● **What the exercise asks**
What lines in the listing include "below"? Return a copy of each.
◆ ◆ ◆ ◆ ◆
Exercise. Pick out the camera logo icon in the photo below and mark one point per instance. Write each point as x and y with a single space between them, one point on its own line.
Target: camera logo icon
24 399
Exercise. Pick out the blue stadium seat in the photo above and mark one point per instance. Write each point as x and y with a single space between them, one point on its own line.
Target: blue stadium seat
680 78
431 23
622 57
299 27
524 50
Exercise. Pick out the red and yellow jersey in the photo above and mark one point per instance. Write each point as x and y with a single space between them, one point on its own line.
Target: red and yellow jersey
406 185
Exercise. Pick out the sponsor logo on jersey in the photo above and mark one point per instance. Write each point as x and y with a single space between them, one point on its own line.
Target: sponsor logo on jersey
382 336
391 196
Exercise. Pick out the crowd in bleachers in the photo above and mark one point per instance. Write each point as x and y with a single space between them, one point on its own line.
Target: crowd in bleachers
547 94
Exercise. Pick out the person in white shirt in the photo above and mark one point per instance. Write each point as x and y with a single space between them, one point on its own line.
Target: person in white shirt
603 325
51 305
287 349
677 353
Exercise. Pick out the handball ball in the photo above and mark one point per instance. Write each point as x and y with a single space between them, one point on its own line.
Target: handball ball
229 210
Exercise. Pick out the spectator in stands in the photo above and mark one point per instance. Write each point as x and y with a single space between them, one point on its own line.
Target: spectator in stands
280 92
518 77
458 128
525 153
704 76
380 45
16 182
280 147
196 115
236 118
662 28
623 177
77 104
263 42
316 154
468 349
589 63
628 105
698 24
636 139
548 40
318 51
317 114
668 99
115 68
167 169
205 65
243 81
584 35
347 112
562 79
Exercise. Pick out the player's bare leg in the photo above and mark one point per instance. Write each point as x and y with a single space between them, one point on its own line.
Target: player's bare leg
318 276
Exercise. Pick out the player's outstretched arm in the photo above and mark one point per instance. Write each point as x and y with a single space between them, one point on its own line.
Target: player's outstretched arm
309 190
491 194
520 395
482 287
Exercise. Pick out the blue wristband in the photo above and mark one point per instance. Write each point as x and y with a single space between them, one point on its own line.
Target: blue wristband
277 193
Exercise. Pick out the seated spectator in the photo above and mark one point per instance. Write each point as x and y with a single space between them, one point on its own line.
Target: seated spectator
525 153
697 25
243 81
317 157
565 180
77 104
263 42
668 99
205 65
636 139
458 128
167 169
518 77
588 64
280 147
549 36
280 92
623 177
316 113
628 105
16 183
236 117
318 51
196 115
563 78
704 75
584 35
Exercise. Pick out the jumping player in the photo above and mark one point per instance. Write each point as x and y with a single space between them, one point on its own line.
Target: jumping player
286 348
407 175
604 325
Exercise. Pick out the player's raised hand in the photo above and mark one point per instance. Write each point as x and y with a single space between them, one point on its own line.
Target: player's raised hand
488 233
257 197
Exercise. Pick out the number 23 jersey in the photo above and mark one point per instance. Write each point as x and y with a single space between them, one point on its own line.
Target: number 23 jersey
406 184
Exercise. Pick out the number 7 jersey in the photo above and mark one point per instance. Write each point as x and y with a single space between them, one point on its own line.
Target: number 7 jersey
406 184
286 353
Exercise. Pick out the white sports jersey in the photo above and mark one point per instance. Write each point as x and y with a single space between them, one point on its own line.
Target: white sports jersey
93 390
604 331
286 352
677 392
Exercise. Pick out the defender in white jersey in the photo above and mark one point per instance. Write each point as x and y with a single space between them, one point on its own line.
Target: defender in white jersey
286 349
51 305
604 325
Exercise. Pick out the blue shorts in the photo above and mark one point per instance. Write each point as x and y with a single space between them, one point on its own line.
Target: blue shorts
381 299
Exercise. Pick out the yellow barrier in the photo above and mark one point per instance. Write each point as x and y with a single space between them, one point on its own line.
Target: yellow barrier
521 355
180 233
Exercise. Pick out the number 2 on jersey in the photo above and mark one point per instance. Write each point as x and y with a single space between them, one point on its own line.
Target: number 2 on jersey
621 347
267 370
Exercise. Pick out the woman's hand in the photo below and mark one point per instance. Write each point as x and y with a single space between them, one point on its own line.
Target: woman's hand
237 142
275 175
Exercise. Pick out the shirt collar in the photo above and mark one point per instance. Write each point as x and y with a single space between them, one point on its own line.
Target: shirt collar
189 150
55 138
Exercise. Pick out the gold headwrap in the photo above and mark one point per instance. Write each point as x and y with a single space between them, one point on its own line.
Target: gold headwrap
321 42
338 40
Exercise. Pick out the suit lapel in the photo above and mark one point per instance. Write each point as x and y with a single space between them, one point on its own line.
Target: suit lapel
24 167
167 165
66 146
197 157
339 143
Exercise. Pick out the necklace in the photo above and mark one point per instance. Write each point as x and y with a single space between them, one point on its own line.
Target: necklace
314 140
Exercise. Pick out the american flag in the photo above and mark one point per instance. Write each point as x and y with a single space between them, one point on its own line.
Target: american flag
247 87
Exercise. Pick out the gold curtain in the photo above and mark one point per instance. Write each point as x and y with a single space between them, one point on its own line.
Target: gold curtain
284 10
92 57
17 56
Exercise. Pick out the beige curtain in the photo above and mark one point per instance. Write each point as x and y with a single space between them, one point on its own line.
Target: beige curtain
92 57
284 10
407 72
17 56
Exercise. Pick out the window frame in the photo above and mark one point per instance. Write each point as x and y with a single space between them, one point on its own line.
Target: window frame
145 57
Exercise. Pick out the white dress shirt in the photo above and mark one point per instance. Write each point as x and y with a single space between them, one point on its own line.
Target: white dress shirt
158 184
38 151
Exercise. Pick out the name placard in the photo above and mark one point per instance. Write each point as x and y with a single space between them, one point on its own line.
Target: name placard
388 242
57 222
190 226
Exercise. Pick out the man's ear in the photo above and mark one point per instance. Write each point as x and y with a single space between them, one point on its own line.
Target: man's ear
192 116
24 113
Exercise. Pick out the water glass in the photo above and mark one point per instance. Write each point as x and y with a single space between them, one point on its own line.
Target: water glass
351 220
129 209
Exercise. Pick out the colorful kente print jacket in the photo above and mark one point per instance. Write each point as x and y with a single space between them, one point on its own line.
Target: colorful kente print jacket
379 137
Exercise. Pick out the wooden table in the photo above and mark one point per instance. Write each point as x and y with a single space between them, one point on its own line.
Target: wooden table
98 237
◆ ◆ ◆ ◆ ◆
● **Answer section**
Exercise. Pick out the camera logo icon in the photo below and mark one point per instance. Write each point as x and y with a single space between them, one point on its own line.
Exercise. Pick out the woman's hand in the photo below and mark one point per instance. Write each point as x and y with a single space between them, one point on its own line.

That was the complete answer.